⟨

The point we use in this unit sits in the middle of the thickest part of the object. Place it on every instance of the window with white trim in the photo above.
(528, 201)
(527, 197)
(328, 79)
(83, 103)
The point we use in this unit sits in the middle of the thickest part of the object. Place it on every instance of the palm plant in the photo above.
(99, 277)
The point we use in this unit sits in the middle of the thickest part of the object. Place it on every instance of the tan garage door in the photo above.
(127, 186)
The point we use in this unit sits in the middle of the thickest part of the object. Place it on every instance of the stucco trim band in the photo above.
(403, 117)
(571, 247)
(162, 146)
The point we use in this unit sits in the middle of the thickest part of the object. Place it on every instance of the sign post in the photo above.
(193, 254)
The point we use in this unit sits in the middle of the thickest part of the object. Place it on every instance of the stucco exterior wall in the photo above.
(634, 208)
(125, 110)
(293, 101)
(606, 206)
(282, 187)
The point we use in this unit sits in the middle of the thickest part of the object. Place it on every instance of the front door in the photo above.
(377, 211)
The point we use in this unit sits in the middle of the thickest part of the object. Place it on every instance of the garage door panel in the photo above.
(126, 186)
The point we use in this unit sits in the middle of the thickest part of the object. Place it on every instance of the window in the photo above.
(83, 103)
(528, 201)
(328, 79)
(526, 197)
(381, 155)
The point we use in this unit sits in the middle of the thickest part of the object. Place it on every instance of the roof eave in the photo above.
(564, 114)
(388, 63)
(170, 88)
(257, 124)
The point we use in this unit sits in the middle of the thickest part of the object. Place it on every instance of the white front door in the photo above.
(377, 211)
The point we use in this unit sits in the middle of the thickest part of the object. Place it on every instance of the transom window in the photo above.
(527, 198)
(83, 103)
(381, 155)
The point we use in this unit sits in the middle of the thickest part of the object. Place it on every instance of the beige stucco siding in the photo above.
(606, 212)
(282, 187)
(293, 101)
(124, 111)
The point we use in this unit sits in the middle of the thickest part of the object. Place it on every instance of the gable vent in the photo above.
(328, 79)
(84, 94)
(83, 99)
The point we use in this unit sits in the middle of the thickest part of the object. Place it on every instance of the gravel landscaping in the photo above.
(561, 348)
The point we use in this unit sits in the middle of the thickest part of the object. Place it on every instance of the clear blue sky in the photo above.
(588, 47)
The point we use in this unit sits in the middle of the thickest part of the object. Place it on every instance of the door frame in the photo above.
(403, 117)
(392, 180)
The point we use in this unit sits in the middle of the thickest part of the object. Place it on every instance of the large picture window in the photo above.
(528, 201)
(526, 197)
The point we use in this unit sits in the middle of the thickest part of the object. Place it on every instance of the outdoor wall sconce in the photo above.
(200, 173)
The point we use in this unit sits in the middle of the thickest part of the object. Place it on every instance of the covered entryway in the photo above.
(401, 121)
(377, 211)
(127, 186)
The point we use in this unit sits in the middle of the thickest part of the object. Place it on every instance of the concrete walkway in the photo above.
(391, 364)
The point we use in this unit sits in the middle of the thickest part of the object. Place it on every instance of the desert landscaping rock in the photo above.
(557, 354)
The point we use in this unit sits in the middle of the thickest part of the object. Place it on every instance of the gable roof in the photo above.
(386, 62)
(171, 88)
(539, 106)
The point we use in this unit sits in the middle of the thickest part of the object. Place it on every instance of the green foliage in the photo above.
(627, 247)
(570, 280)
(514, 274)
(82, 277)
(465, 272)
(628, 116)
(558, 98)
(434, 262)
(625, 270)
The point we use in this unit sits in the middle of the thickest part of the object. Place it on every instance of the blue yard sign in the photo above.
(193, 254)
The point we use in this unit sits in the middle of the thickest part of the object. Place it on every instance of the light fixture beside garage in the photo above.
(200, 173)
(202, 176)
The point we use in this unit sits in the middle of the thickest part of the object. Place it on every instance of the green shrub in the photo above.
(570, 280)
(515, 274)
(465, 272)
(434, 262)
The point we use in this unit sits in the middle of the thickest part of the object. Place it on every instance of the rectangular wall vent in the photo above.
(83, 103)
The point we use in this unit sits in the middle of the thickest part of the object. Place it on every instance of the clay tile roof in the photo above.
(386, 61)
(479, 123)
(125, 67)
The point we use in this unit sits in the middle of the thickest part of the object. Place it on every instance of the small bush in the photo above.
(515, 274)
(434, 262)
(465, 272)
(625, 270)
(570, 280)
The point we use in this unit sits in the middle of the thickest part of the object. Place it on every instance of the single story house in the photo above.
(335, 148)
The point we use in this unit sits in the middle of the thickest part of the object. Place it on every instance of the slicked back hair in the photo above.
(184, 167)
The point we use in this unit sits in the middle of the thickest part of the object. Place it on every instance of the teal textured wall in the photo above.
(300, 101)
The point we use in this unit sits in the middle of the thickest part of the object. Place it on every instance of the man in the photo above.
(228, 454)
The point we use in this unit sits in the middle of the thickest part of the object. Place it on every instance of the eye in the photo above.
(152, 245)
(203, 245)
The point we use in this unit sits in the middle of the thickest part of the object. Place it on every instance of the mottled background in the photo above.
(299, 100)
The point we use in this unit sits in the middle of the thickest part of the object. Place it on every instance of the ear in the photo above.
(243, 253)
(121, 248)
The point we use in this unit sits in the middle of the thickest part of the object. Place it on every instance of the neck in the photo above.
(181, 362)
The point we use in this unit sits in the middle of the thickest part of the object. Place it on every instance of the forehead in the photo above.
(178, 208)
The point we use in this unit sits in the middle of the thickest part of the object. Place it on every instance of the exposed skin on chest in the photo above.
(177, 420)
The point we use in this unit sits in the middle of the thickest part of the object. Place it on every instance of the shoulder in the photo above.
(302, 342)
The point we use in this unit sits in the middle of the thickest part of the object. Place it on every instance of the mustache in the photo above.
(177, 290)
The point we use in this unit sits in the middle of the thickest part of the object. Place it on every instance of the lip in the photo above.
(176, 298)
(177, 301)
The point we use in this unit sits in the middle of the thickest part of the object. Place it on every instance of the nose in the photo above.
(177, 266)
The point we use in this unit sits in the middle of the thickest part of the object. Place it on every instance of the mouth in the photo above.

⟩

● What is expected:
The records above are to be copied in full, exactly as written.

● Solution to this exercise:
The point we use in this unit sits in the middle of the thickest part of the object. Place it on every instance of the window with white trim in the photo above.
(528, 201)
(527, 197)
(328, 79)
(83, 103)
The point we use in this unit sits in the middle of the thickest part of the object. Place it on every instance of the palm plant in the photo above.
(99, 277)
The point we use in this unit sits in the middle of the thickest part of the object. Place it on every instance of the tan garage door in the photo above.
(127, 186)
The point we use in this unit sits in the middle of the thickest part of the object. Place it on every instance of the stucco trim band in the photo above.
(403, 117)
(571, 247)
(162, 146)
The point we use in this unit sits in the middle of the thickest part of the object. Place it on every instance of the sign post in the photo above.
(193, 254)
The point we use in this unit sits in the middle of the thickest part of the object. Place it on every instance of the stucco exterior wall in the photo above.
(634, 208)
(125, 110)
(293, 101)
(606, 206)
(282, 187)
The point we use in this unit sits in the middle of the thickest part of the object. Place it on every instance of the front door in the photo above.
(377, 211)
The point we use in this unit sits in the middle of the thickest part of the object. Place it on every instance of the garage door panel in the photo above.
(126, 186)
The point we use in this unit sits in the middle of the thickest part of the object. Place it on every instance of the window in the photo above.
(83, 103)
(528, 201)
(328, 79)
(526, 197)
(381, 155)
The point we use in this unit sits in the middle of the thickest part of the object. Place it on every instance of the roof eave in the photo above.
(564, 114)
(388, 63)
(170, 88)
(257, 124)
The point we use in this unit sits in the middle of the thickest part of the object. Place it on every instance of the white front door in the photo above.
(377, 211)
The point we use in this unit sits in the middle of the thickest part of the object. Place it on every instance of the transom window in the photo above.
(527, 198)
(83, 103)
(381, 155)
The point we use in this unit sits in the middle of the thickest part of the object. Place it on every instance of the beige stucco siding in the photo above.
(606, 212)
(282, 187)
(293, 101)
(124, 111)
The point we use in this unit sits in the middle of the thickest part of the object. Place it on every instance of the gable vent in the photo above.
(328, 79)
(84, 94)
(83, 99)
The point we use in this unit sits in the middle of the thickest part of the object. Place it on every instance of the gravel landscaping in the photo above.
(561, 348)
The point we use in this unit sits in the middle of the thickest part of the object. Place it on every instance of the clear blue sky in the photo above.
(588, 47)
The point we use in this unit sits in the middle of the thickest part of the object. Place it on every instance of the door frame in the photo above.
(403, 117)
(392, 180)
The point we use in this unit sits in the middle of the thickest part of the object. Place it on every instance of the large picture window in the photo above.
(528, 201)
(526, 197)
The point we use in this unit sits in the middle of the thickest part of the object. Place it on every instance of the outdoor wall sconce in the photo above.
(200, 173)
The point we use in this unit sits in the middle of the thickest part of the object. Place it on every instance of the covered entryway in the photo above.
(401, 121)
(377, 211)
(127, 186)
The point we use in this unit sits in the middle of the thickest part of the object. Place it on every instance of the concrete walkway in the photo above.
(391, 364)
The point we use in this unit sits in the middle of the thickest part of the object. Place it on every instance of the desert landscaping rock in the photo above.
(557, 354)
The point we use in this unit sits in the middle of the thickest part of the object. Place it on every instance of the gable roof in the photo above.
(386, 62)
(171, 88)
(539, 106)
The point we use in this unit sits in the middle of the thickest part of the object. Place it on every instance of the green foliage in the photo above.
(627, 247)
(570, 280)
(514, 274)
(82, 277)
(465, 272)
(628, 116)
(558, 98)
(434, 262)
(625, 270)
The point we use in this unit sits in the middle of the thickest part of the object. Place it on every instance of the blue yard sign in the photo above.
(193, 254)
The point we use in this unit sits in the middle of the thickest part of the object. Place it on every instance of the light fixture beside garage in the photo above.
(200, 173)
(202, 176)
The point we use in this unit sits in the middle of the thickest part of the object. Place it on every instance of the green shrub in the photo above.
(570, 280)
(515, 274)
(465, 272)
(434, 262)
The point we use in this unit sits in the middle of the thickest part of the object. Place it on every instance of the rectangular wall vent in the photo above.
(83, 103)
The point we use in this unit sits in the middle of the thickest part of the object. Place it on every instance of the clay tile roof in the photo above.
(386, 61)
(479, 123)
(125, 67)
The point we use in this unit sits in the middle of the thickest part of the object. Place it on every instance of the small bush in the photo above.
(515, 274)
(434, 262)
(465, 272)
(625, 270)
(570, 280)
The point we use in this unit sits in the middle of the thickest part of the object. Place it on every instance of the single story house in the photo above.
(335, 148)
The point we use in this unit sits in the middle of the thickest part of the object. Place it on every instance of the slicked back hair in the photo above.
(184, 167)
The point we use in this unit sits in the middle of the thickest part of the object. Place it on every instance of the teal textured wall in the photo above.
(300, 101)
The point we use in this unit sits in the middle of the thickest part of the object. Place it on every instance of the man in the photo above.
(228, 454)
The point we use in this unit sits in the middle of the thickest part of the object. Place it on every instance of the eye in the photo above.
(152, 245)
(203, 245)
The point we use in this unit sits in the middle of the thickest part of the object. Place it on every instance of the mottled background in the photo above.
(299, 100)
The point we use in this unit sits in the middle of the thickest part of the object. Place it on every instance of the ear in the photo above.
(243, 253)
(121, 248)
The point we use in this unit sits in the middle of the thickest part of the object. Place it on every instance of the neck in the photo above.
(181, 362)
The point we use in this unit sits in the middle of the thickest part of the object. Place it on every instance of the forehead in the photo above.
(178, 208)
The point we use in this unit sits in the middle of the thickest part of the object. Place it on every instance of the exposed skin on chest in the photo above.
(177, 420)
The point we use in this unit sits in the middle of the thickest part of the object. Place it on every instance of the shoulder in the photo above.
(302, 342)
The point we use in this unit sits in the middle of the thickest part of the object. Place it on every instance of the mustache in the photo above.
(177, 290)
The point we use in this unit sits in the middle of the thickest part of the object. Place it on every instance of the lip in the photo above.
(176, 298)
(177, 301)
The point we use in this unit sits in the middle of the thickest part of the object. Place it on every instance of the nose in the photo above.
(177, 266)
The point we use in this unit sits in the middle of the thickest part of the object. Place it on every instance of the mouth in the photo above.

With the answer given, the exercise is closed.